(What the task requires)
Reproduce the lines below verbatim, omitting the picture.

(Entries)
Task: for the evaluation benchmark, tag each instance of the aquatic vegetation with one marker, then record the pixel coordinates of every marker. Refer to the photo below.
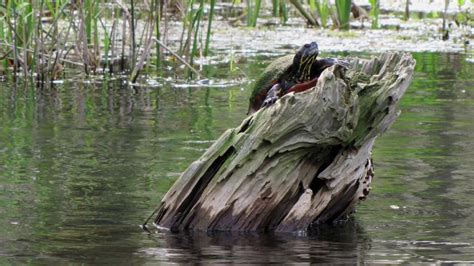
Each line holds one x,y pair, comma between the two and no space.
343,8
374,12
41,40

(Written solution)
Task: for the evaluation benchmark, tag each instance of the aquatic vegetation with one marker, then record the pixel coordinates of every marker. Refer to the photo below.
Each line holds one x,y pair, comma between the two and no space.
343,8
374,12
41,40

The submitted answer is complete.